• _WHAT YOU HAVE TO DO_
Restate word for word each line of the data, starting at the one containing "One point marks each instance of the trekking pole." and running through the last.

───── DATASET RECORDS

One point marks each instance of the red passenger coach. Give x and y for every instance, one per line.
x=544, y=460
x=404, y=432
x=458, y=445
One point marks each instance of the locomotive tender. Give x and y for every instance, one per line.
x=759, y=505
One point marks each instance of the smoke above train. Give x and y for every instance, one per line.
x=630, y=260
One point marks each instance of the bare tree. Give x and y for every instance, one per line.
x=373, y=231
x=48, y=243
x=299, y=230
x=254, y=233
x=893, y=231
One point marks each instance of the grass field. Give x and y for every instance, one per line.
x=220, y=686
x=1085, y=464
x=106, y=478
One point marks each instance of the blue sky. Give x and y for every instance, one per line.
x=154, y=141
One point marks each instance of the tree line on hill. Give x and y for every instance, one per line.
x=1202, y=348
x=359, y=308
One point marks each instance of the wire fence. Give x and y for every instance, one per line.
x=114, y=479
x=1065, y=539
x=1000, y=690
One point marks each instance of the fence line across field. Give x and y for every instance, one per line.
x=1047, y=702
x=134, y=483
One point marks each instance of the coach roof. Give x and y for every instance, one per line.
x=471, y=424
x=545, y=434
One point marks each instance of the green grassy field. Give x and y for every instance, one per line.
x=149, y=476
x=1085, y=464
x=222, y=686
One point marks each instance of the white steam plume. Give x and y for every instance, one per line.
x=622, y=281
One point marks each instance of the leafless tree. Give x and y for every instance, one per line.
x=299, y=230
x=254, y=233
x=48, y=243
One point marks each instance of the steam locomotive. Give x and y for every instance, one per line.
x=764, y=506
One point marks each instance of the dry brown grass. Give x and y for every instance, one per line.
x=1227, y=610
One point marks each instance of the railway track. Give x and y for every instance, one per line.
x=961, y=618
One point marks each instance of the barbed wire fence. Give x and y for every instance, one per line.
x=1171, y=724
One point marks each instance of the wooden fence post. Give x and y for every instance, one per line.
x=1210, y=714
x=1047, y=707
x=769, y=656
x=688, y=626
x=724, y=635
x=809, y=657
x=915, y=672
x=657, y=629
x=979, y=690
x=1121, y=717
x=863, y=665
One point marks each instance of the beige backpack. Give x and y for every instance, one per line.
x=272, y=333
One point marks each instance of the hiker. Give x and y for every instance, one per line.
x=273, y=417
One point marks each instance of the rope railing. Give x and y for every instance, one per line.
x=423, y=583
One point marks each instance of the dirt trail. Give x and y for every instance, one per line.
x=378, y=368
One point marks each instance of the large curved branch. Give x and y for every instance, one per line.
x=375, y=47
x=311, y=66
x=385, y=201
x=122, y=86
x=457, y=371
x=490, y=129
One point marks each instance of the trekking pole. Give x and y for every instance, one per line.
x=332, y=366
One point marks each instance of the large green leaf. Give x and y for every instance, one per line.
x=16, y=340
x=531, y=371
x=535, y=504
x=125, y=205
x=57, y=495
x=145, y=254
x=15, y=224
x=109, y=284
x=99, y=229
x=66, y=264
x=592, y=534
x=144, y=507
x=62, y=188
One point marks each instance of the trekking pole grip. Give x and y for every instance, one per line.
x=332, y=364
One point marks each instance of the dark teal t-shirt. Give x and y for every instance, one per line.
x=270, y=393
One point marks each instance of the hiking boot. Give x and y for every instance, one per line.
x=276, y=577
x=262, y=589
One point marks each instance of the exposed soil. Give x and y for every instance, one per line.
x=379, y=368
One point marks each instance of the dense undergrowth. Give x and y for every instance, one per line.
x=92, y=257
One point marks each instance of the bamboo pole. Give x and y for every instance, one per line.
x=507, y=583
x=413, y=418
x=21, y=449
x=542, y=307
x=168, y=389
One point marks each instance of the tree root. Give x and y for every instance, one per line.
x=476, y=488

──────────

• _OUTPUT OF THE EXERCISE_
One point marks each instance of the trekking pole. Give x and y for every instance, one per line.
x=332, y=366
One point marks each instance of the large green leaf. Give x and y for every instance, one per line.
x=16, y=340
x=531, y=371
x=535, y=504
x=125, y=205
x=57, y=495
x=145, y=254
x=15, y=224
x=109, y=284
x=99, y=229
x=66, y=264
x=592, y=534
x=144, y=507
x=62, y=188
One point marks each instance of the trekking pole grip. Give x and y for every instance, one per line.
x=332, y=364
One point marks each instance of the dark teal t-shirt. Give x and y for every instance, one per line.
x=270, y=393
One point marks each instance of the hiking boot. Give x and y for every instance, one per line.
x=276, y=577
x=262, y=589
One point marks each instance of the exposed soil. Give x and y for every instance, one per line.
x=379, y=368
One point marks each instance of the dense undergrowth. Give x and y for every instance, one per line.
x=92, y=257
One point marks each instance of the bamboo pole. Give x and y for every instance, one per line.
x=507, y=583
x=413, y=418
x=21, y=449
x=542, y=307
x=168, y=389
One point marks each instance of the tree root. Give x and y for every instance, one per line.
x=476, y=488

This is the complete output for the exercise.